## [What to work on]
Extend the interview transcript with Grace Rozycki, picking up after its last line.

## [Extracted text]
==========

Grace Rozycki  08:46

Well, I appreciate that. But honestly, I think the area is just first of all it matched with my personality. I’ve really enjoyed it. And secondly, I think it’s a team effort. I you know, I was privileged to have Dr. Feliciano there as you know, you glean so much from his presence, and his leadership, putting education at the top and equality at the top. So you can’t almost help but to immerse yourself in that environment and feel as though you’re bringing value to something but you’re getting so much more value in the long run to yourself. So, you know, it was just that environment that helped so much.

Chad Ball  09:27

It’s such a unique place there’s no doubt. I’m curious what prompted you to move from from Medstar in DC to Grady in Atlanta. What was that process like?

Grace Rozycki  09:37

Um, as you know, things change and Medstar had some leadership changes there administratively and educationally and one of my colleagues was Gage Ochsner, and we both decided that the changes would no longer be in alignment with our career goals and we both decided to leave. So you know, initially I cast a wide net, and was looking for advice from a lot of individuals. And I’m very grateful for the advice they gave me. And, of course, in the meantime, I had known Dr. Feliciano and, and they did need a trauma director at Grady and I thought it was worthwhile to take a look at that particular position. So again, the prompter was just changes that were not in alignment with my career goals. Of course, it was one of the best decisions I’ve ever made, my career just skyrocketed. I’m still very grateful for all that I had at the Washington Hospital Center. I was there in the midst of the crack cocaine wars. And it was, I learned a ton. And we did an enormous number of cases, there’d be nothing like it for us to do four and five cases in a night. And I met some wonderful people. And I’m still in contact with them today, dear friends and mentors that I really enjoyed working with and respected tremendously. So all in all, it was a good move.

==========

## [Dataset extract]
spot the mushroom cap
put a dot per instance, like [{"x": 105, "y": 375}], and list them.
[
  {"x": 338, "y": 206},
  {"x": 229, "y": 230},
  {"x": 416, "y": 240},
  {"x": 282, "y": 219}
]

==========

## [Reply]
Chad Ball  11:15

That’s such an interesting story. I never did know that. In that scenario, how do you recognize when it is time to go?

Grace Rozycki  11:23

Well, again, I think it’s one of the things you have to know and sit and think about is crystallizing your own goals. What is that you want to accomplish? It’s not so much, oh, I want to become president of something or I want to get promoted. I think you have to know, what is it that drives you? And where do you want to have your career go? What trajectory? And I think having that information helps you tremendously to align what’s going on in your environment, and whether there’s value for you and whether you’re bringing value so that that career can be enhanced?

Chad Ball  12:07

That makes so much sense. Obviously, Dr. Rozycki, you’re synonymous with many, many things. And mentorship is one of them. And we’ll get to that in a minute. But on the clinical side, there’s no question that that you are perceived to be and are the matriarch of bedside ultrasound and trauma. And most of the people listening to this podcast, certainly at the training level, of course, would would really not imagine evaluating a sick, critically injured patient without ultrasound. But I was wondering if you could tell us what the origins of that story were. And I’m sure you know, when talking to you over the years there, there was some speed bumps and some naysayers. And it was it was quite a path that you traveled to, to really drive this into the mainstream with passion and science. And it’s something now, as I said, it’s really standard of care.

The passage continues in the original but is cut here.